■ AIM OF THE EXERCISE: From the entries, copy every line that carries the string "concrete".

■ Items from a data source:
=== Begin Enclosure ===

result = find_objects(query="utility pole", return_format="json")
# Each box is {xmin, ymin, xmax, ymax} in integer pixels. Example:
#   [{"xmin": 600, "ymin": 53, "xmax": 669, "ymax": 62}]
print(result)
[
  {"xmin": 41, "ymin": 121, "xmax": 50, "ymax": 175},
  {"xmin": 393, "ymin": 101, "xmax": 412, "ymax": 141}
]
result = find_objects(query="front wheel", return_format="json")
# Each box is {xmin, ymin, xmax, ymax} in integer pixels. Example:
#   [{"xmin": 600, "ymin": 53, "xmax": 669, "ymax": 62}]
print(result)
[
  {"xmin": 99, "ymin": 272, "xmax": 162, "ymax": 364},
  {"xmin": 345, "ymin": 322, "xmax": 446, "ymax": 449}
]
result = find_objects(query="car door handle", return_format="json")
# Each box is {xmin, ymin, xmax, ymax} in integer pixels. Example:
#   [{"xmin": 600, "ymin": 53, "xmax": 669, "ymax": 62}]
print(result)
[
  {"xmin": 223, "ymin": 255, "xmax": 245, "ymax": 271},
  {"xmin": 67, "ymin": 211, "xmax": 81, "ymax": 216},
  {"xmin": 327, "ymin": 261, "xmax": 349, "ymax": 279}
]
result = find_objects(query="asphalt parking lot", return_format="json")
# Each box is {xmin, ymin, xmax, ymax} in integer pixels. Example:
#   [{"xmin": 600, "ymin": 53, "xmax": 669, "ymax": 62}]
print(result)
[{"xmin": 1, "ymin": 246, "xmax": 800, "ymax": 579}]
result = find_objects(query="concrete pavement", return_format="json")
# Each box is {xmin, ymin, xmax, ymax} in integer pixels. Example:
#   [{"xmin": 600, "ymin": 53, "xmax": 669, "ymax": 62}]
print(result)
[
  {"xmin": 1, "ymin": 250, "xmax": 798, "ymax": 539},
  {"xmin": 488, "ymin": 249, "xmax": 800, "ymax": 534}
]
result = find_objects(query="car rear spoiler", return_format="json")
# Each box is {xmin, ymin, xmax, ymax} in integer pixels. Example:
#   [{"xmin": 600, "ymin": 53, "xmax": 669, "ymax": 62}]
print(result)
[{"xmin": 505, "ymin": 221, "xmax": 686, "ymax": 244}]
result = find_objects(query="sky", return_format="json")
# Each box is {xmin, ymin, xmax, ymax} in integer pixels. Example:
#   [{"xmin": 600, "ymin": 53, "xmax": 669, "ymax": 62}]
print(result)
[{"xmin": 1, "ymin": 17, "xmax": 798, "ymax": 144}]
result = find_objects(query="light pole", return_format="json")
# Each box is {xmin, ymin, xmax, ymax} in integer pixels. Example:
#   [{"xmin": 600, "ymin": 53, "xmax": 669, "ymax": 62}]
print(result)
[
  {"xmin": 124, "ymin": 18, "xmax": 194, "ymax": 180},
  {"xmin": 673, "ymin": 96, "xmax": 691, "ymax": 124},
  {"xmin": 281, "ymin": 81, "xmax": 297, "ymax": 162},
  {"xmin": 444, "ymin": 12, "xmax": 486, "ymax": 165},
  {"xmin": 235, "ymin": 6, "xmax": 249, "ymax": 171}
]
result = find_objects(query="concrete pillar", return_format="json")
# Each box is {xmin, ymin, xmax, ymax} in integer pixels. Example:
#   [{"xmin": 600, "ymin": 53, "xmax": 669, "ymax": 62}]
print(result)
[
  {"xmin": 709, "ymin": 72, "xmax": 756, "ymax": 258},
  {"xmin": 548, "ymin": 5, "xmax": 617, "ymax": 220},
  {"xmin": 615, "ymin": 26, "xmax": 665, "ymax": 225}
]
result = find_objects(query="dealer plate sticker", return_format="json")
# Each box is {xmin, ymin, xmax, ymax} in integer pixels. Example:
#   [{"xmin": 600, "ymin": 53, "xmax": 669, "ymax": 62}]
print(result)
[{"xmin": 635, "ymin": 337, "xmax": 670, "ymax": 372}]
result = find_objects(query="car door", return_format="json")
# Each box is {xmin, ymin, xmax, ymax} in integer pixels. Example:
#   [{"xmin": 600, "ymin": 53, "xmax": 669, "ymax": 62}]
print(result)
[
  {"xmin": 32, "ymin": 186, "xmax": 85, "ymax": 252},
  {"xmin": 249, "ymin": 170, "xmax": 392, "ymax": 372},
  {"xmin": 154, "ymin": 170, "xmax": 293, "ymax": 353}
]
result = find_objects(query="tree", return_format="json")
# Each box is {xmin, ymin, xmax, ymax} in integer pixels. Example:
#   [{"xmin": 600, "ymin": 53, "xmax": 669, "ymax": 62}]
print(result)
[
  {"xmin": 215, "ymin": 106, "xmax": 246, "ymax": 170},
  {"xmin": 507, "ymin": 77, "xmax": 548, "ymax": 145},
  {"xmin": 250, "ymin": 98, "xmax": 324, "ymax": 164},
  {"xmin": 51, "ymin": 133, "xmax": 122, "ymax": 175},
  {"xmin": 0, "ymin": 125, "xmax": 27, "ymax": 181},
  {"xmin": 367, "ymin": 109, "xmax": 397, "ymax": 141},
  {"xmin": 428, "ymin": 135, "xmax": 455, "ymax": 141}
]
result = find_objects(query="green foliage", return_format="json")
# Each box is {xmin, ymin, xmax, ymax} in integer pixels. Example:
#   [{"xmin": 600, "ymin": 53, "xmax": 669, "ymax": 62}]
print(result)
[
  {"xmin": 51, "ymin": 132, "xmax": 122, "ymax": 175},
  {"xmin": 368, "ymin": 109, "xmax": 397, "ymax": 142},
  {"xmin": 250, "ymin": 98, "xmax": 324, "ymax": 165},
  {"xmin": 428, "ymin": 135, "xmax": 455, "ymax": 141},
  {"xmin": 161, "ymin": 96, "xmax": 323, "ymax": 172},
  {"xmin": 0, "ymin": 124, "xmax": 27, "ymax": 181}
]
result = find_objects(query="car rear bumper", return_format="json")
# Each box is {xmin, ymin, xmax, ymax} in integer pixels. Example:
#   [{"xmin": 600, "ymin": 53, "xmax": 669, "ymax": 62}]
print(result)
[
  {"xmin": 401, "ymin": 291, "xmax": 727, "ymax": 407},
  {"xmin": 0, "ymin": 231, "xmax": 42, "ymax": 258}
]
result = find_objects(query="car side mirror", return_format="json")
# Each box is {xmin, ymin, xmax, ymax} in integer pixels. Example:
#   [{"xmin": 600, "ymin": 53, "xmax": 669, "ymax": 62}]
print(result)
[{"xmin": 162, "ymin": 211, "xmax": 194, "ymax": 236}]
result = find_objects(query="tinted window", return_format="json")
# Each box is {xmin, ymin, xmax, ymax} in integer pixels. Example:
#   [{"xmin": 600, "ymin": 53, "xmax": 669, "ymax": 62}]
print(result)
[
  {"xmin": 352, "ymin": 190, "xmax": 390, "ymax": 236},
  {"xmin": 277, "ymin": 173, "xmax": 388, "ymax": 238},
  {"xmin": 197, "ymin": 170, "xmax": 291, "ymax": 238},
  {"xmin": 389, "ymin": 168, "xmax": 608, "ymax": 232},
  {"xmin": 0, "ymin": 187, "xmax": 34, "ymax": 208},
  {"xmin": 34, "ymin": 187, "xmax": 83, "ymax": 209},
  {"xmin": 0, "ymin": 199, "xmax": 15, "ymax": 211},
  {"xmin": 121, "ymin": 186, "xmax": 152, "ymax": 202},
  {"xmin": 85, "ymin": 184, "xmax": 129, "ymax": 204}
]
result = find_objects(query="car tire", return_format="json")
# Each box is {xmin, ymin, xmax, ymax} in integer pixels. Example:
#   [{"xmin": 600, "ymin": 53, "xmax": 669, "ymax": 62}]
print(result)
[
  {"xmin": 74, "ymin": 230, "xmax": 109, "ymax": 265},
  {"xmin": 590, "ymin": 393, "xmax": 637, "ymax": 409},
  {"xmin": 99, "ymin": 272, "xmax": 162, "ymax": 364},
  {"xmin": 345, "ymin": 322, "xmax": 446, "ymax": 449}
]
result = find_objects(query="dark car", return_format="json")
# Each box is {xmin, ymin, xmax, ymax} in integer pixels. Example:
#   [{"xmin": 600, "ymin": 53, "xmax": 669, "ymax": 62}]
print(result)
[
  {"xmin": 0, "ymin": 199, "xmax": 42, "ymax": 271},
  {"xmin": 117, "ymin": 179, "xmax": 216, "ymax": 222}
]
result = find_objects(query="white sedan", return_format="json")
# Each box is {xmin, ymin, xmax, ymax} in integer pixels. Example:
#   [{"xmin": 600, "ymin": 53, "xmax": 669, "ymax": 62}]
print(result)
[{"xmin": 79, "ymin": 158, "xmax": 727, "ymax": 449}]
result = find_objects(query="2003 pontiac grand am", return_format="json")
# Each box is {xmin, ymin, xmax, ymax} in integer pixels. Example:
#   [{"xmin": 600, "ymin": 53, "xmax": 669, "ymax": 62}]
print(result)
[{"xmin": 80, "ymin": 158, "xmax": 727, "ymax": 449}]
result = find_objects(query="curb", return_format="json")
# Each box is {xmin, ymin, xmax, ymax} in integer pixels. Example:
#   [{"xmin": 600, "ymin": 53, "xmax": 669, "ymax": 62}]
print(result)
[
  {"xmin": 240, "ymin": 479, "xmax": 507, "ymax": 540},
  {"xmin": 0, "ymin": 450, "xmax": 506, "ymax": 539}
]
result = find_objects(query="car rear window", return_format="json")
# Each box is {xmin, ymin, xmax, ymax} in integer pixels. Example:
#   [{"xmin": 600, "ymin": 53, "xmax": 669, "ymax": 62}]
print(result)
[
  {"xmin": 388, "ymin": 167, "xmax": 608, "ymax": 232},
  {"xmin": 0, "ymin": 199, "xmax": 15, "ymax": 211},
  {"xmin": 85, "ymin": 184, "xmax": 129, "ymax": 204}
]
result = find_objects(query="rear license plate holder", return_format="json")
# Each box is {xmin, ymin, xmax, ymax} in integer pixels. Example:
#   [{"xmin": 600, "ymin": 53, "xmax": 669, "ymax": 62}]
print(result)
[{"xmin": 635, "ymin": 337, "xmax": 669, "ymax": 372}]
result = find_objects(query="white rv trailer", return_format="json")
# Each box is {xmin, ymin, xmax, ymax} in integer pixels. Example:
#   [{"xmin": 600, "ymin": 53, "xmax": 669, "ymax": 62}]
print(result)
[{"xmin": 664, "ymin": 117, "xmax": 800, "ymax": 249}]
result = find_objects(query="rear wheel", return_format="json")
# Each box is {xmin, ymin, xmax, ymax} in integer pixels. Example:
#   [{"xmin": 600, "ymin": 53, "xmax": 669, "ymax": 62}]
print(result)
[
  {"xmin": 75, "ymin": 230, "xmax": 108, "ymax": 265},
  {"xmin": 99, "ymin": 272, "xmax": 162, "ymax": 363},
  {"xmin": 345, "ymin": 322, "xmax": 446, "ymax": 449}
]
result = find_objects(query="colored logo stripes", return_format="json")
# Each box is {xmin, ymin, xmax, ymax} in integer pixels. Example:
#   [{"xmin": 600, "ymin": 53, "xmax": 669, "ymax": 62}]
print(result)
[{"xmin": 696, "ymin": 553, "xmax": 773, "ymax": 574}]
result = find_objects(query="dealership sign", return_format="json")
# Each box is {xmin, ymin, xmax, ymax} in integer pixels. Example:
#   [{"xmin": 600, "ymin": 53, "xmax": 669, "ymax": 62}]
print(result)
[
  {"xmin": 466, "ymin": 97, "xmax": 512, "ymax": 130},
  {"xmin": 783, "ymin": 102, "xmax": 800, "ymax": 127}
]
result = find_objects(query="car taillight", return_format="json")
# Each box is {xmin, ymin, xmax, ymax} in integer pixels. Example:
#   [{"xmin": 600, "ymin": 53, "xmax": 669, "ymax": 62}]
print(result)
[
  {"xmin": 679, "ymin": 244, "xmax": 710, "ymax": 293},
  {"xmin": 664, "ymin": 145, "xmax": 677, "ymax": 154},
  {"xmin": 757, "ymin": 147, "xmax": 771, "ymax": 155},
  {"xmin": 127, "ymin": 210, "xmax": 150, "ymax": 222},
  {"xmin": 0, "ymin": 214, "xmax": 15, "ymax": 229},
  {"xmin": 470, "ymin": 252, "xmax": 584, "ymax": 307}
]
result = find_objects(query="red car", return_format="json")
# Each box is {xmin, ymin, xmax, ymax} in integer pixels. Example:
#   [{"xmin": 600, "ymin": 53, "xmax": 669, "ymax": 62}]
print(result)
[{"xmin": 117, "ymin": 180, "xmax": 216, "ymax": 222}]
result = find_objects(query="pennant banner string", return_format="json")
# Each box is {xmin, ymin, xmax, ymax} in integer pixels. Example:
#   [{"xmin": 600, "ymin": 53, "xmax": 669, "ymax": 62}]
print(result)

=== End Enclosure ===

■ EXERCISE SOLUTION:
result = find_objects(query="concrete pavement", return_format="json")
result = find_objects(query="concrete pillar", return_format="json")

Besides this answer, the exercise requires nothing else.